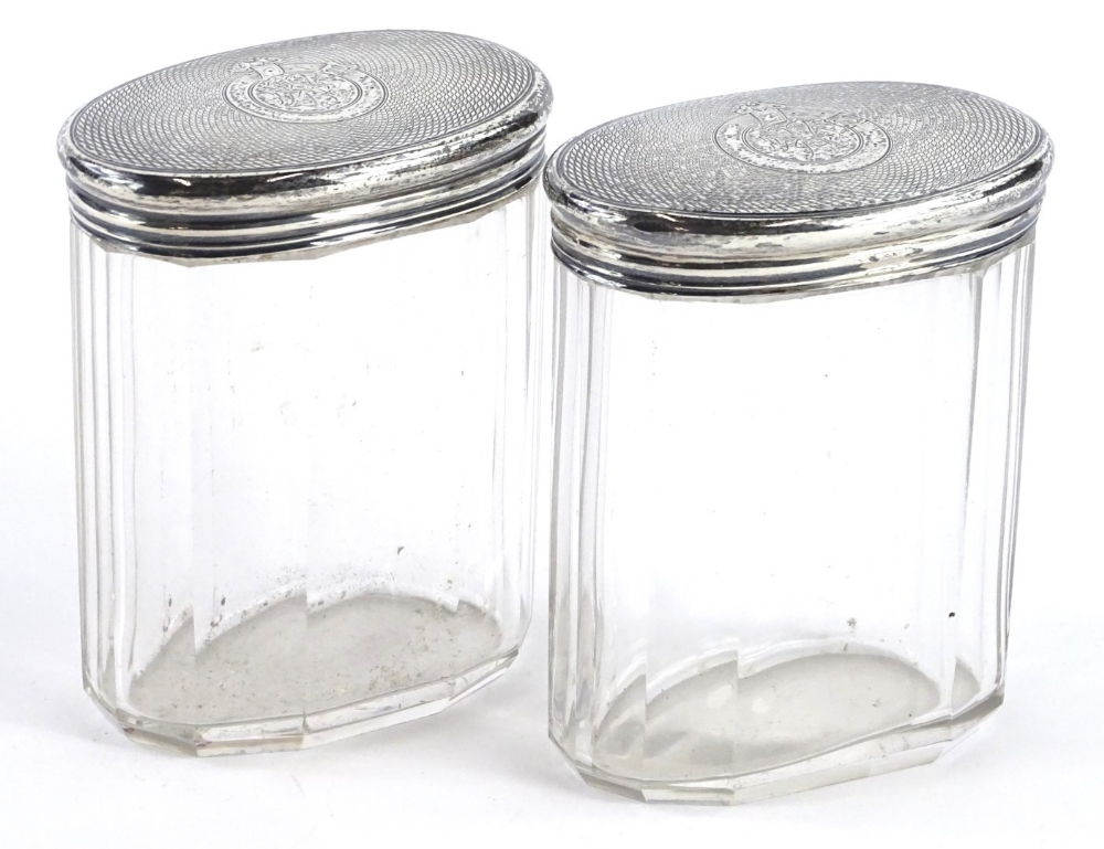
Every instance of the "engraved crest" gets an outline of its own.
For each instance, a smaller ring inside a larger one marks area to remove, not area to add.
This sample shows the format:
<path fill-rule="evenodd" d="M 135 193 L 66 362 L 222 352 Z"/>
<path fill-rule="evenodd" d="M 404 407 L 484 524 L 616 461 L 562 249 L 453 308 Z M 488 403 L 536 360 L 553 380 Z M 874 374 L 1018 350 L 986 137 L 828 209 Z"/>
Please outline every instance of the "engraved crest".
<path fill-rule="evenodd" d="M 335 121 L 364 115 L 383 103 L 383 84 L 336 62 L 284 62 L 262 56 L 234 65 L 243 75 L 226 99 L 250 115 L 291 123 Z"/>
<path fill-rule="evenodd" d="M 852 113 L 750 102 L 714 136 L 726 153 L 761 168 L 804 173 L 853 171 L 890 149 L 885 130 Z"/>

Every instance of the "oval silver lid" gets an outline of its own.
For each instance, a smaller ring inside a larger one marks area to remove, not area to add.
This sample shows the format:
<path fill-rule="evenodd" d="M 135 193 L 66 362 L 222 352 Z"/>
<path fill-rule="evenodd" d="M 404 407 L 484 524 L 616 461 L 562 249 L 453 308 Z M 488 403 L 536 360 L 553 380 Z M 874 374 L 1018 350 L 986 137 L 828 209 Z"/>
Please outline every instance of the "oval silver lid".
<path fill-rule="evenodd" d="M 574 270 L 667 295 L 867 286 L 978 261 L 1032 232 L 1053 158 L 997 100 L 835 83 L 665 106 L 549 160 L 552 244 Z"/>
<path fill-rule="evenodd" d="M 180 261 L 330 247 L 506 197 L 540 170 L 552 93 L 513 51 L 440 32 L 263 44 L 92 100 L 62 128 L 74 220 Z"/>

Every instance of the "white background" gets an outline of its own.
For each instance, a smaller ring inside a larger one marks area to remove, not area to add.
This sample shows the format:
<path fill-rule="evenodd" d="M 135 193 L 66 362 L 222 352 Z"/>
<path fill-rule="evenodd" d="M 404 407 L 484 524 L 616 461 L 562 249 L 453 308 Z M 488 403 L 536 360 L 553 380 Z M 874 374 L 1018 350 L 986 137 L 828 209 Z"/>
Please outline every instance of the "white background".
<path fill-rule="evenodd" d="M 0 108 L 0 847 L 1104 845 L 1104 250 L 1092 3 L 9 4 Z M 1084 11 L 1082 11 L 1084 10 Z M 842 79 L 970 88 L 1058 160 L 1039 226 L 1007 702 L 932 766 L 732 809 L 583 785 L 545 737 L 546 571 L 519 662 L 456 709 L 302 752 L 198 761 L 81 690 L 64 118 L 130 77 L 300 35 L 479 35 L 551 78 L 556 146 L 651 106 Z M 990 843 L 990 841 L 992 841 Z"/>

_TASK PROMPT_
Transcribe the stretch of rows from their beginning through the line containing "852 113 L 750", both ends included, reproducing each line verbatim. Omit the pictures from your transcription.

_SOLUTION TO THIS PROBLEM_
Every instance of the "engraved crest" gets an outline of its own.
For each instance, a smaller ring inside a larger one marks area to remove, not area to add.
This sample shows the format:
<path fill-rule="evenodd" d="M 135 193 L 66 362 L 222 352 Z"/>
<path fill-rule="evenodd" d="M 404 407 L 484 524 L 616 461 L 562 249 L 453 308 Z M 488 403 L 536 360 L 553 380 Z M 874 374 L 1018 350 L 986 137 L 828 209 Z"/>
Please outline every instance of the "engraved crest".
<path fill-rule="evenodd" d="M 335 121 L 364 115 L 383 103 L 383 84 L 336 62 L 284 62 L 262 56 L 234 65 L 243 75 L 226 99 L 250 115 L 291 123 Z"/>
<path fill-rule="evenodd" d="M 852 113 L 750 102 L 714 136 L 726 153 L 761 168 L 804 173 L 853 171 L 890 149 L 885 130 Z"/>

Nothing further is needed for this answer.